Seu objetivo » Reproduza literalmente o trecho que vai da linha que contém "of the **clitocybe" até a linha que contém "M193 210L239 178L252", incluindo as duas. Deixe as imagens fora da resposta.

Entradas de contornos de formas »
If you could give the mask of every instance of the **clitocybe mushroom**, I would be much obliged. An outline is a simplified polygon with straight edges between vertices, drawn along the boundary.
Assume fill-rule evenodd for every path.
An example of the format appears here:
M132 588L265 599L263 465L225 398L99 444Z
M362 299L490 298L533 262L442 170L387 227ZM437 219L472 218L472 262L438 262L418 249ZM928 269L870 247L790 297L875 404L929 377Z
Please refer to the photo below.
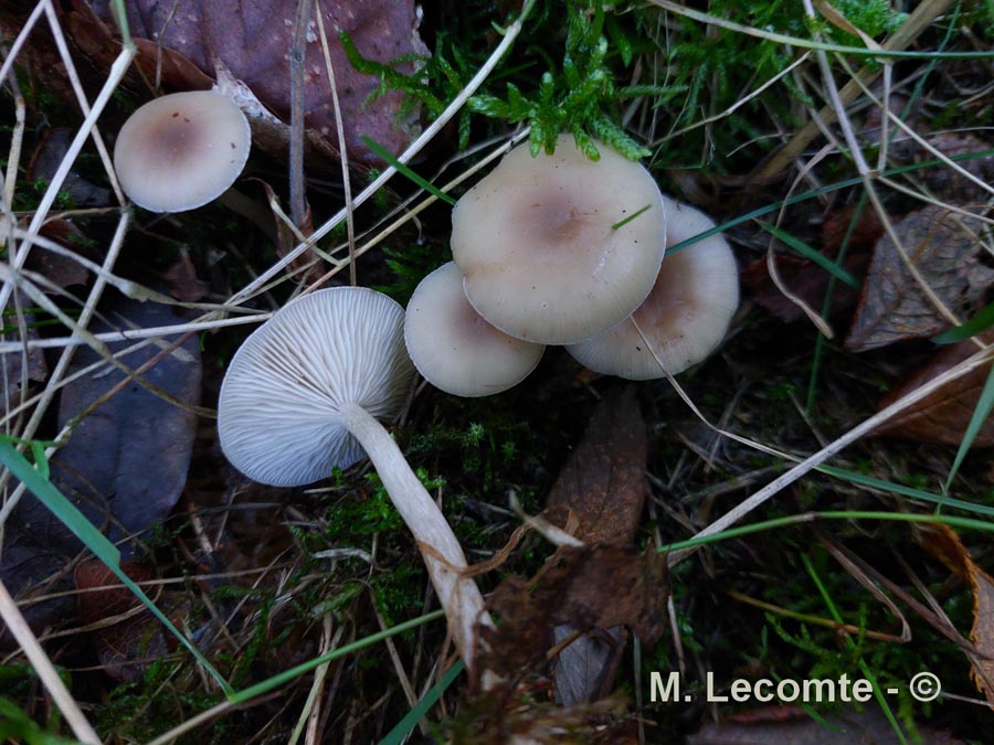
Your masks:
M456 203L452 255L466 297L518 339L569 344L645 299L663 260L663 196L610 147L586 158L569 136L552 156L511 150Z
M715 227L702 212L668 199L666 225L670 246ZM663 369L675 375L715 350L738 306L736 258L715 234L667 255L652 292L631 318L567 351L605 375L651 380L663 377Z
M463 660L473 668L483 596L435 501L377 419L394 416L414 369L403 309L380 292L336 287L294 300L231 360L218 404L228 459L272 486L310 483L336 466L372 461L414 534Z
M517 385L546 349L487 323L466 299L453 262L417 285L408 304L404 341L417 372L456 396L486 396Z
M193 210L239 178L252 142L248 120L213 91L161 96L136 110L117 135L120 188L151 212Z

--

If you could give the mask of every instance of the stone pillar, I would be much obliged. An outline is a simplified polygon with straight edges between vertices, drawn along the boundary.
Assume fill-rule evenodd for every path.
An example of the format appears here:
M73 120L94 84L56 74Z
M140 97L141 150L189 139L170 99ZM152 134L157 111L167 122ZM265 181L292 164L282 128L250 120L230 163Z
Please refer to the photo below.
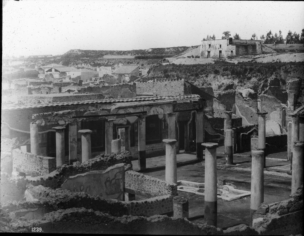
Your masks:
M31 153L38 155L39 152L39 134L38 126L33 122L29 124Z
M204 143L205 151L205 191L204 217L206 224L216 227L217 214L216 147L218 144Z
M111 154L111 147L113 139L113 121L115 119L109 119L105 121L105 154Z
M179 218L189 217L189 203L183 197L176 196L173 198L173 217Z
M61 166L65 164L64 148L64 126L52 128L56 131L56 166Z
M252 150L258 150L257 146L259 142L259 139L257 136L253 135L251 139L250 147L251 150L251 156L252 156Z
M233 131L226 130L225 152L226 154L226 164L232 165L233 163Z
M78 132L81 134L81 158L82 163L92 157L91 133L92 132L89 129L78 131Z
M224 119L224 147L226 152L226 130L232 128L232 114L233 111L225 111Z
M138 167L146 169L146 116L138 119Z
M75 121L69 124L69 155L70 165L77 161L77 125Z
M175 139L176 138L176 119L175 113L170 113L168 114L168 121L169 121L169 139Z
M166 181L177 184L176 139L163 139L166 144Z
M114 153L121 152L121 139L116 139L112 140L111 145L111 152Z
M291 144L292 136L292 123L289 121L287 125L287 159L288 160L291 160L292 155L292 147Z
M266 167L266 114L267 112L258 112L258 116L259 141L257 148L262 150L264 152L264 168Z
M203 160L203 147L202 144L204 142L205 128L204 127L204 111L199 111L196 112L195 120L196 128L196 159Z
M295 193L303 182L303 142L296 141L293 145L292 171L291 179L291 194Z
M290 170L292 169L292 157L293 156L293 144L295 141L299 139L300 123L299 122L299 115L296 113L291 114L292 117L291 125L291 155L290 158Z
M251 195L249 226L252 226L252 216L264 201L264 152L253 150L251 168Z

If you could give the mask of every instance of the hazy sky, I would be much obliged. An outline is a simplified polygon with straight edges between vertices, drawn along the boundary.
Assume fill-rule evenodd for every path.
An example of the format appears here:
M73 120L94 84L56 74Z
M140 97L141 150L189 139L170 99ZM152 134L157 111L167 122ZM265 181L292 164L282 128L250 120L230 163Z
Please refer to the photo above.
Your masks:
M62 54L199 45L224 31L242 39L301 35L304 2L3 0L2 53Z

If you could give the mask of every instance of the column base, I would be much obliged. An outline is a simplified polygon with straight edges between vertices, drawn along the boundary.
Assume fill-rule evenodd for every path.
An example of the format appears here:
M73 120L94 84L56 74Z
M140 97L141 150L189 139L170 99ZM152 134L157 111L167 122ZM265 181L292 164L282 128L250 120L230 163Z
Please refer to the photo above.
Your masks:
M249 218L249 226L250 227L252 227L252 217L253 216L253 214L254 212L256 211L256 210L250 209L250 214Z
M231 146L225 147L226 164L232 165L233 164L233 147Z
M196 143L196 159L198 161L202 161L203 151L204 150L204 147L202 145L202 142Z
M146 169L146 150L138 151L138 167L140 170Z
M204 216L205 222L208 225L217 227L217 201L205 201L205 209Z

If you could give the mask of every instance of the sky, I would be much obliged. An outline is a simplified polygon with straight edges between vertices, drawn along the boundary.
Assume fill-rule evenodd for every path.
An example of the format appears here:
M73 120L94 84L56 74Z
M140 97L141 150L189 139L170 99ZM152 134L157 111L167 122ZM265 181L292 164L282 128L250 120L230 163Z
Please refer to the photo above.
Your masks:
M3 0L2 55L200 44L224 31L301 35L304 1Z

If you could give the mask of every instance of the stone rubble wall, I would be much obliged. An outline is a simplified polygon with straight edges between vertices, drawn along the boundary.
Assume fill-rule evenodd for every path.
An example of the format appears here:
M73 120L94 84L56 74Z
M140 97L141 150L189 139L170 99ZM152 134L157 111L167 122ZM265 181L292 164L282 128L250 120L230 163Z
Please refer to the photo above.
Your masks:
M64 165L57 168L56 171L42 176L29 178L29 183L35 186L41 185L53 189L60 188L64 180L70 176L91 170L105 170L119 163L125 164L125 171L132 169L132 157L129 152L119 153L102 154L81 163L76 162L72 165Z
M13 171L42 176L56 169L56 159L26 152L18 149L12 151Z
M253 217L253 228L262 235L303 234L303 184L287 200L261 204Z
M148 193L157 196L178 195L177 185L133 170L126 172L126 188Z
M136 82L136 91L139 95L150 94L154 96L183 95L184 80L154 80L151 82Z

Resposta correta »
If you could give the mask of every instance of the **clitocybe mushroom**, I would be much obliged. An outline is a simplified polygon with straight edges between vertices, drawn along the boundary.
Assume fill-rule evenodd for every path.
An example of the format appears here:
M132 588L265 599L263 465L225 398L99 444Z
M362 299L490 298L533 262L442 170L387 227ZM437 219L472 218L472 262L438 262L418 249ZM928 269L870 247L790 297L875 404L929 377Z
Please refer to the photo below.
Your masks:
M456 203L452 255L466 297L518 339L569 344L645 299L663 260L663 196L610 147L586 158L569 136L552 156L511 150Z
M715 227L702 212L668 199L666 225L670 246ZM663 369L675 375L715 350L738 306L736 258L715 234L667 255L652 292L631 318L567 351L605 375L651 380L663 377Z
M463 660L473 668L483 596L435 501L377 419L394 416L414 369L403 309L380 292L336 287L294 300L231 360L218 404L228 459L272 486L310 483L336 466L372 461L414 534Z
M517 385L546 349L487 323L466 299L453 262L417 285L408 304L404 341L417 372L456 396L486 396Z
M193 210L239 178L252 142L248 120L213 91L161 96L136 110L117 135L120 188L151 212Z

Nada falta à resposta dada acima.